Problem requirements - Copy the entries from the line with "chef's forearm, placing" to the line with "<point>91,139</point>", changing "flame" to "fire" wherever it appears and keeping everything else the same.

Items -
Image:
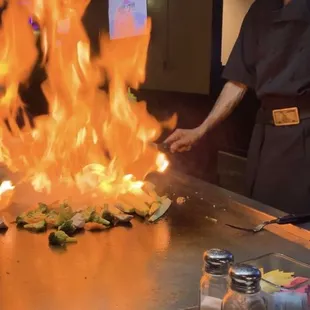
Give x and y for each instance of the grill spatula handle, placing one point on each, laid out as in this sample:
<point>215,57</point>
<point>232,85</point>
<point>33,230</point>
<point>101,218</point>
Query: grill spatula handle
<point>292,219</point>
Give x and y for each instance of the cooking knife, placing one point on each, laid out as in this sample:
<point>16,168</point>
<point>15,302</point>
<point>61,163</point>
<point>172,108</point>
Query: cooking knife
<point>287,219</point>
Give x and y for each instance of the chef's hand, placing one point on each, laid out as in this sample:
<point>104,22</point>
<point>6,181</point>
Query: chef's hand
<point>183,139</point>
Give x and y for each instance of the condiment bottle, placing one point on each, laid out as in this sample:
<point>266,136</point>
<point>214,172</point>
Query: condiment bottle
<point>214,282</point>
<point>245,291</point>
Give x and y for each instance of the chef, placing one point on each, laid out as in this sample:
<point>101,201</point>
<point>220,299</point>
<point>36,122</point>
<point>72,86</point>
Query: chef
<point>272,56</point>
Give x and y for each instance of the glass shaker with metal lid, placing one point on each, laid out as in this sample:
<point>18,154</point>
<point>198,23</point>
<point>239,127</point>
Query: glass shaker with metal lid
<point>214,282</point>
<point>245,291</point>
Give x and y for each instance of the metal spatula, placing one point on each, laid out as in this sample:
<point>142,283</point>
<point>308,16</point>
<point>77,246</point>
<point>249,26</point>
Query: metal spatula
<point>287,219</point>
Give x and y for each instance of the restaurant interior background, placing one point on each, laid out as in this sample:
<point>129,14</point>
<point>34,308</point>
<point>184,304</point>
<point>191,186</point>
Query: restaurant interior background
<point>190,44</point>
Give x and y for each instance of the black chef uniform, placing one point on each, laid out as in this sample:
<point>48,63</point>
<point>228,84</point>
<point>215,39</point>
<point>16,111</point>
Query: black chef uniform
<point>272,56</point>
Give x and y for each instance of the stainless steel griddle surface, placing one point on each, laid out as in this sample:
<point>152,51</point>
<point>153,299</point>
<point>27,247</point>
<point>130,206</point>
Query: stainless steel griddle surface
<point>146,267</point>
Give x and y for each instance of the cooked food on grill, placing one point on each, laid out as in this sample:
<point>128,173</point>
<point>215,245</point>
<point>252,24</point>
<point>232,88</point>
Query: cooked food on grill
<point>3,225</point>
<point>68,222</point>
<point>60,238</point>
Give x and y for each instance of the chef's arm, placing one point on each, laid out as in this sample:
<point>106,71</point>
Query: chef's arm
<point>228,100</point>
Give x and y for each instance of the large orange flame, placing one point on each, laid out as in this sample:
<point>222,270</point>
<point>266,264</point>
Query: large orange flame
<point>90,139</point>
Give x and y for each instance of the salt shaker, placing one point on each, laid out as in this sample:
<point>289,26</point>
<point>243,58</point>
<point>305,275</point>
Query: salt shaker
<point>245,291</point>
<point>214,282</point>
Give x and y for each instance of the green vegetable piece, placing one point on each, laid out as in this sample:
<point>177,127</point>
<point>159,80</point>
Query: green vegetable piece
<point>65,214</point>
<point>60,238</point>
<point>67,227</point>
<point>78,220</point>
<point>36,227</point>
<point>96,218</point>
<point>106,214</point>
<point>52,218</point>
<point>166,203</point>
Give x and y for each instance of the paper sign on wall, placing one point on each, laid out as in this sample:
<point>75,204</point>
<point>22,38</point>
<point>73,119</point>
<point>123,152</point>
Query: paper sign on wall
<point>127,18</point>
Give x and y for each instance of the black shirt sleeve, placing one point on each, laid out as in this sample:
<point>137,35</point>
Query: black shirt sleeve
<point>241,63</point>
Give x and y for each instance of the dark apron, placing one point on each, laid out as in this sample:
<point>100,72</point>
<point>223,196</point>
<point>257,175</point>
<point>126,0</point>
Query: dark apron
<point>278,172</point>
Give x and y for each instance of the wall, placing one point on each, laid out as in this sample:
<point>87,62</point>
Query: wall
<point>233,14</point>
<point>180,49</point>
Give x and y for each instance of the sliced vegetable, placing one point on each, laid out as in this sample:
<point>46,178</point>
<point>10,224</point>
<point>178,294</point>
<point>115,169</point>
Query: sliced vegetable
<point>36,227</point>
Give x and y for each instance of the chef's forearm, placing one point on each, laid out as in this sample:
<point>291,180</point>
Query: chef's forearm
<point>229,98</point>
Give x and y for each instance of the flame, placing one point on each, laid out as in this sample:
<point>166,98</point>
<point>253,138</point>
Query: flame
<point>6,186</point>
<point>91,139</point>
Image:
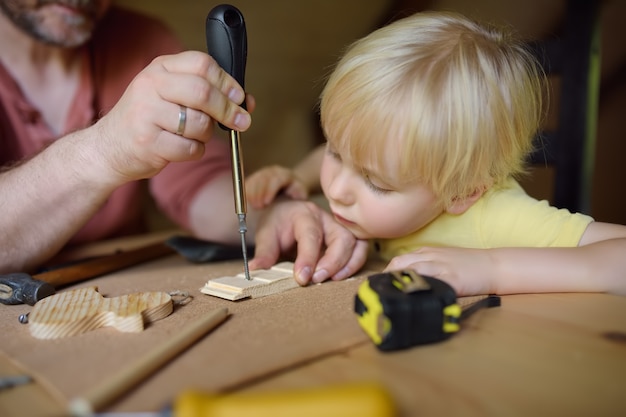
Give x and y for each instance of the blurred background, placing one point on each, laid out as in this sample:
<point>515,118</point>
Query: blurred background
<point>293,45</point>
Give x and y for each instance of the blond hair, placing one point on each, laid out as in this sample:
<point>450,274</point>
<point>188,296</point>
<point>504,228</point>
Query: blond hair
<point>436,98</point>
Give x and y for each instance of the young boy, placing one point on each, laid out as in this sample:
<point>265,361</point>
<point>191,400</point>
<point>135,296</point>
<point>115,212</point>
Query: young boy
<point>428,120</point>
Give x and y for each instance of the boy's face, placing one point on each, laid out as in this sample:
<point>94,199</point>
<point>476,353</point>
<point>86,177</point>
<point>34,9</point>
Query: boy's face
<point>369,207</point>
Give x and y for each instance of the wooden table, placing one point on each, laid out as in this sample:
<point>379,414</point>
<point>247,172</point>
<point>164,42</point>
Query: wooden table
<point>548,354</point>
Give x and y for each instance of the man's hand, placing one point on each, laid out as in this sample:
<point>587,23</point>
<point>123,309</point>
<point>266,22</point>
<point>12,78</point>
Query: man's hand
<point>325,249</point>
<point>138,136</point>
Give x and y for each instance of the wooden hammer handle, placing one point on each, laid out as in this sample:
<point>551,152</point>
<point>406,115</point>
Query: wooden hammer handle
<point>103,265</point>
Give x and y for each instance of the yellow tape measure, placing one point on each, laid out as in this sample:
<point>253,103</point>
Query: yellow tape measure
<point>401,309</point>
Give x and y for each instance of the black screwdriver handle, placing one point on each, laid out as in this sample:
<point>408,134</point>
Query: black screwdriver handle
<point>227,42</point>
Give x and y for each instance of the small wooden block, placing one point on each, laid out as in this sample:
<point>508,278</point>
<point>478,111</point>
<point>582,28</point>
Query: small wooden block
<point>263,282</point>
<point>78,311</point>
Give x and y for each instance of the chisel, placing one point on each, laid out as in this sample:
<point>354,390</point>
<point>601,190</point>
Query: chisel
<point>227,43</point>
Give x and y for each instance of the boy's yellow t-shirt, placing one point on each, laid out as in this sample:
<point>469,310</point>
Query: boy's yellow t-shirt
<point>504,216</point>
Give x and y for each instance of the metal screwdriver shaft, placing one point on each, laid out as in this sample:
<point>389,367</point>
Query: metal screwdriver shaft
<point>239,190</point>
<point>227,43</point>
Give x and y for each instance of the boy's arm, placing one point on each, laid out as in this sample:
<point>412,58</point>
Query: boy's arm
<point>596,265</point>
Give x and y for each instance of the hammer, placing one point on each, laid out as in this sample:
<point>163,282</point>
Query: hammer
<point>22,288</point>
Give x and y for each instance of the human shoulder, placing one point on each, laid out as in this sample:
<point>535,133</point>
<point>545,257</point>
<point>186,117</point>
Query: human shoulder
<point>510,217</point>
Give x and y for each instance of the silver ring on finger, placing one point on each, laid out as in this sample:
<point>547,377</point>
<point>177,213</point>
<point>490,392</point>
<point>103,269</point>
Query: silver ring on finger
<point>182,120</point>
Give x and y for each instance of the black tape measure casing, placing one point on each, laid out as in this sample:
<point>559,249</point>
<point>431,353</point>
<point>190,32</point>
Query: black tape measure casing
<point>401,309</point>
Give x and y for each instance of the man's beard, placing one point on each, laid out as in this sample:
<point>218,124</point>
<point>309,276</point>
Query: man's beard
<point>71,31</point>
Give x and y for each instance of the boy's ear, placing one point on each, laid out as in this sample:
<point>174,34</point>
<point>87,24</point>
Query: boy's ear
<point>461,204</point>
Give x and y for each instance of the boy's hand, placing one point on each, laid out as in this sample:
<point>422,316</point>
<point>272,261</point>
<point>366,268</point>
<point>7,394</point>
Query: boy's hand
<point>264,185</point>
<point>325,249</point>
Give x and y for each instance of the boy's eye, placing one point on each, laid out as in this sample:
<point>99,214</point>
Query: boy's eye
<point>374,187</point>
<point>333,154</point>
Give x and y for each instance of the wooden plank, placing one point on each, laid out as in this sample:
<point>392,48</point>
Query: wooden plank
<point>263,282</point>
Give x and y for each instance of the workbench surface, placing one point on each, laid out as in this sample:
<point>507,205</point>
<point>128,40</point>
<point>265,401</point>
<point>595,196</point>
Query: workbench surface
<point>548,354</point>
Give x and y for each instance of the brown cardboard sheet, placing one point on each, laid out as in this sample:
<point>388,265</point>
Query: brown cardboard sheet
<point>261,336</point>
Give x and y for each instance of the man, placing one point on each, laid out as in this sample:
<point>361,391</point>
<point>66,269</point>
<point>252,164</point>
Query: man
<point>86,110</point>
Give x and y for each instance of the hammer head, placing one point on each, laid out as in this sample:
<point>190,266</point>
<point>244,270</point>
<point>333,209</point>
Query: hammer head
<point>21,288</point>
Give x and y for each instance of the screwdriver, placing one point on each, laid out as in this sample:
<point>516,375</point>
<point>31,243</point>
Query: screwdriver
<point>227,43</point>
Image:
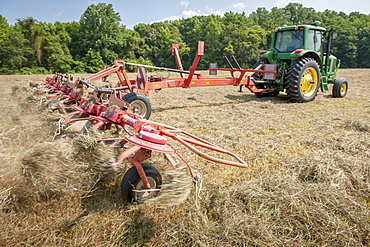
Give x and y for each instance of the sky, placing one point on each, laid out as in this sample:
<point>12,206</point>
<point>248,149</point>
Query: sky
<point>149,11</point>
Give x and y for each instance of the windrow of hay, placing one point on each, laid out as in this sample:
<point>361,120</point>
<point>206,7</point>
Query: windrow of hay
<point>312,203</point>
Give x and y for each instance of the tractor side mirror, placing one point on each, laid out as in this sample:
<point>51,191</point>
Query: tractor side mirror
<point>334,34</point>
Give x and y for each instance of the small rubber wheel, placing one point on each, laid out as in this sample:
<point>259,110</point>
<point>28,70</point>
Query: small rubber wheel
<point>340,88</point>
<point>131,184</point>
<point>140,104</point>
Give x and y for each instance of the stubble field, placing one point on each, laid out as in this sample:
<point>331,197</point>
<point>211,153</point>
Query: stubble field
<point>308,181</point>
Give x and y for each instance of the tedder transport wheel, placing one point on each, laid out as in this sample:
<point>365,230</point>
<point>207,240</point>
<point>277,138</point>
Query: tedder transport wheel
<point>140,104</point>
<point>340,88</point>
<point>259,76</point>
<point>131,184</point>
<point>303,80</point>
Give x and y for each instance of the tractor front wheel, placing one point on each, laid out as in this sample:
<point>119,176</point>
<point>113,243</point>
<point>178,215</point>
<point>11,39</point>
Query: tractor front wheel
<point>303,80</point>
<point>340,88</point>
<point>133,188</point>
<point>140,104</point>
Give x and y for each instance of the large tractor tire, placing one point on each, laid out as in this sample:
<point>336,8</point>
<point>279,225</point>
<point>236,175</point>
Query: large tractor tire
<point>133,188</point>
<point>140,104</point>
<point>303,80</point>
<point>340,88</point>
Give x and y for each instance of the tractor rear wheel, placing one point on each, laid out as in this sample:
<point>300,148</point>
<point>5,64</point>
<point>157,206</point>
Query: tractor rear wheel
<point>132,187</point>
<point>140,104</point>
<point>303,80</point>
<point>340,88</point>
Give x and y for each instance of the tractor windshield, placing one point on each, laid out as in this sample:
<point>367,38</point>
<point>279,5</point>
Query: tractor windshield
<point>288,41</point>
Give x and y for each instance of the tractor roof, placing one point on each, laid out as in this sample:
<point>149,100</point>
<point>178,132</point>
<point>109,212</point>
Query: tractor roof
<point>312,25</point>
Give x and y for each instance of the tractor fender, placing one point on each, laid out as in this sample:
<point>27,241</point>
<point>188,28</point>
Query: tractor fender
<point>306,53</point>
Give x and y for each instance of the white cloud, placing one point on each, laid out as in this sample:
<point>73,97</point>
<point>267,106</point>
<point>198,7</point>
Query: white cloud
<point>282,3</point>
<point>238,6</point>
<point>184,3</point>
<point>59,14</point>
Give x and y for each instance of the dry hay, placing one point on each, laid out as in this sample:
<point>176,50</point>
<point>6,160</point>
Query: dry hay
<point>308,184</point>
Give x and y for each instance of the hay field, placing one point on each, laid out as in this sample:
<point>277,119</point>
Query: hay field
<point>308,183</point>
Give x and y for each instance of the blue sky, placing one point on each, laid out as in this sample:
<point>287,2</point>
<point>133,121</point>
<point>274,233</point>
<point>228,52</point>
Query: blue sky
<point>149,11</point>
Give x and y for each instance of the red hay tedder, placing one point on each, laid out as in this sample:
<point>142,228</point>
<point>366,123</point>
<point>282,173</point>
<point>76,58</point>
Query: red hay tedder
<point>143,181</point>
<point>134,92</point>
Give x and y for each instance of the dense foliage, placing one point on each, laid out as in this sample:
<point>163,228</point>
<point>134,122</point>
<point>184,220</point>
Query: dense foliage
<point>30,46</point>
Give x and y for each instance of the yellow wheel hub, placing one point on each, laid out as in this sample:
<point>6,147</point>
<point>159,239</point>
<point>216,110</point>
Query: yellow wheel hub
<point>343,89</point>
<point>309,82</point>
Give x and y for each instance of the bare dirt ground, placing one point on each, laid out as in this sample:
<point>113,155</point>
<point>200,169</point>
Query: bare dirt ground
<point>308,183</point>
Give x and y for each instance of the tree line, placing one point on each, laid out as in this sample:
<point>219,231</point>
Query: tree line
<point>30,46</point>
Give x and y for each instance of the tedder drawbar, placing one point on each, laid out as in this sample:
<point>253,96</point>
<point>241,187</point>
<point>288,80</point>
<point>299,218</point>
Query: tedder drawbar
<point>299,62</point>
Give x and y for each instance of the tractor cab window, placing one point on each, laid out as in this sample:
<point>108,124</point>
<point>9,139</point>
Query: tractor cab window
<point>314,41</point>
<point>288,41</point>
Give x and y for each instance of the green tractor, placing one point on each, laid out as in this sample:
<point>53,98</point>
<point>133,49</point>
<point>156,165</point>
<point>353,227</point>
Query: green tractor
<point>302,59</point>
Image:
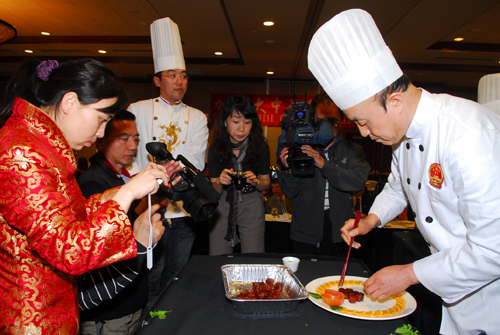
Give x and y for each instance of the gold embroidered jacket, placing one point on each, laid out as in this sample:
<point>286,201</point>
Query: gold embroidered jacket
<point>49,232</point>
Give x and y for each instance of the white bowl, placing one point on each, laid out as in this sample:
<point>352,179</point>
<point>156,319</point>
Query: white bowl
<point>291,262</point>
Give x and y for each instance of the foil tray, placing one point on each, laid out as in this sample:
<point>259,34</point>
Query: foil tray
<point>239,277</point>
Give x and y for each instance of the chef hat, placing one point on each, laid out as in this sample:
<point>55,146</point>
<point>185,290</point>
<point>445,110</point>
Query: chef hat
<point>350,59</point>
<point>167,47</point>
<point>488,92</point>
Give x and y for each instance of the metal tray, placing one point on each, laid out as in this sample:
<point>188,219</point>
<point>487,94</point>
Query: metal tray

Answer for this exercise -
Give x and y for each instance of the chef's forearm, placing one point on each, laid out as in this sample:
<point>291,180</point>
Query: chef's forearm
<point>229,98</point>
Give x and y for each instance of the fire, placing one point on each, laid out as in this sample:
<point>166,98</point>
<point>253,138</point>
Query: fire
<point>6,186</point>
<point>91,139</point>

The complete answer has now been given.